** begin **
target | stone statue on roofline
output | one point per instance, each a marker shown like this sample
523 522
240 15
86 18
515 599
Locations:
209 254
** end **
• _What to work on_
Copy every row above word for word, keeping each line as it appears.

• _Worked solution_
target | stone statue on roofline
output | one point per instance, each a marker shown like this sample
523 522
240 15
86 18
515 599
Locations:
209 254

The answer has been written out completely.